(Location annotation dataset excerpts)
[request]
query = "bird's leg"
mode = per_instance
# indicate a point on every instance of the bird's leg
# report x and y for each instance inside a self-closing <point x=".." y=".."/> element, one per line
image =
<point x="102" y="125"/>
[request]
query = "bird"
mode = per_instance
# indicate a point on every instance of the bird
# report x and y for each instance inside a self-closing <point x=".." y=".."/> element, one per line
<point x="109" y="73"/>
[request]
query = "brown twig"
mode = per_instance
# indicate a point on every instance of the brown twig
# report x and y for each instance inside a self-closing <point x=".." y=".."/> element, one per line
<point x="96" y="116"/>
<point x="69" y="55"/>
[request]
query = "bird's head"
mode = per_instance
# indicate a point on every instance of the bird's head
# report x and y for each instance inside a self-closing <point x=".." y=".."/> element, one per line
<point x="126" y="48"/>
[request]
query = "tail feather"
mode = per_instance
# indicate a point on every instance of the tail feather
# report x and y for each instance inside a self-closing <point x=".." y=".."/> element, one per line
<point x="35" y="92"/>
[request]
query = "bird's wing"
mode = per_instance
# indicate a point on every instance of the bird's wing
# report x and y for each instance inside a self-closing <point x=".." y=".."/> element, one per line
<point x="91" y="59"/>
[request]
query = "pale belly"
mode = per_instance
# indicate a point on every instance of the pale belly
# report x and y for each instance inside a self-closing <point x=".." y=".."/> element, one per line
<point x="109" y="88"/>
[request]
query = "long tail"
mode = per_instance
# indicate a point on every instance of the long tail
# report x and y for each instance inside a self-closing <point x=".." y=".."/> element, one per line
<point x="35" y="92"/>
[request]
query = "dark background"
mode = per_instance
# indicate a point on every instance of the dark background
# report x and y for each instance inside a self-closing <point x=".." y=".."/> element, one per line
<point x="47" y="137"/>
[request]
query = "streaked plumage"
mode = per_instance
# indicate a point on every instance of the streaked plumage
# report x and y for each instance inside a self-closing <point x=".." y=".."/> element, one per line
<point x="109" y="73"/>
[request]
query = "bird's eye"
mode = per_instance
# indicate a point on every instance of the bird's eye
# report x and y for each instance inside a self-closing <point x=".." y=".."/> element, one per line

#### Instructions to follow:
All of the material above needs to be copied exactly.

#### Result for this exercise:
[request]
query = "bird's leg"
mode = per_instance
# indicate a point on every instance of the bird's leg
# report x and y for each instance inside a self-closing <point x=".." y=".."/> element, one per line
image =
<point x="102" y="125"/>
[request]
query = "bird"
mode = per_instance
# indicate a point on every instance of the bird
# report x and y for each instance inside a self-closing <point x=".." y=".."/> element, one per line
<point x="109" y="73"/>
[request]
query = "brown twig"
mode = per_instance
# indicate a point on every instance of the brown twig
# report x and y for each instance inside a self-closing <point x=".." y=".."/> element, one per line
<point x="96" y="116"/>
<point x="69" y="55"/>
[request]
query = "bird's head"
mode = per_instance
# indicate a point on every instance of the bird's head
# report x and y for each instance inside a self-closing <point x=".." y=".."/> element, one per line
<point x="126" y="48"/>
[request]
query = "tail feather"
mode = per_instance
# indicate a point on every instance of the tail feather
# report x and y for each instance inside a self-closing <point x=".." y=".."/> element, one per line
<point x="35" y="92"/>
[request]
query = "bird's wing"
mode = per_instance
# indicate a point on every instance of the bird's wing
# report x and y for each instance inside a self-closing <point x=".." y=".."/> element, one per line
<point x="91" y="59"/>
[request]
query = "pale belly"
mode = per_instance
# indicate a point on every instance of the pale belly
# report x and y for each instance inside a self-closing <point x=".." y=".."/> element, one per line
<point x="109" y="88"/>
[request]
query = "long tail"
mode = per_instance
# indicate a point on every instance of the long tail
# report x and y for each instance inside a self-closing <point x=".." y=".."/> element, one per line
<point x="35" y="92"/>
[request]
query = "dark background"
mode = per_instance
# indicate a point on every instance of the dark background
# report x and y for each instance inside a self-closing <point x=".." y=".."/> element, one per line
<point x="47" y="137"/>
[request]
query = "streaked plumage"
mode = per_instance
# indicate a point on every instance of the streaked plumage
# report x and y for each instance inside a self-closing <point x=".." y=".."/> element, one per line
<point x="109" y="73"/>
[request]
query = "bird's eye"
mode = per_instance
# indicate a point on every instance of the bird's eye
# report x and y for each instance inside a self-closing <point x=".." y=".."/> element, one per line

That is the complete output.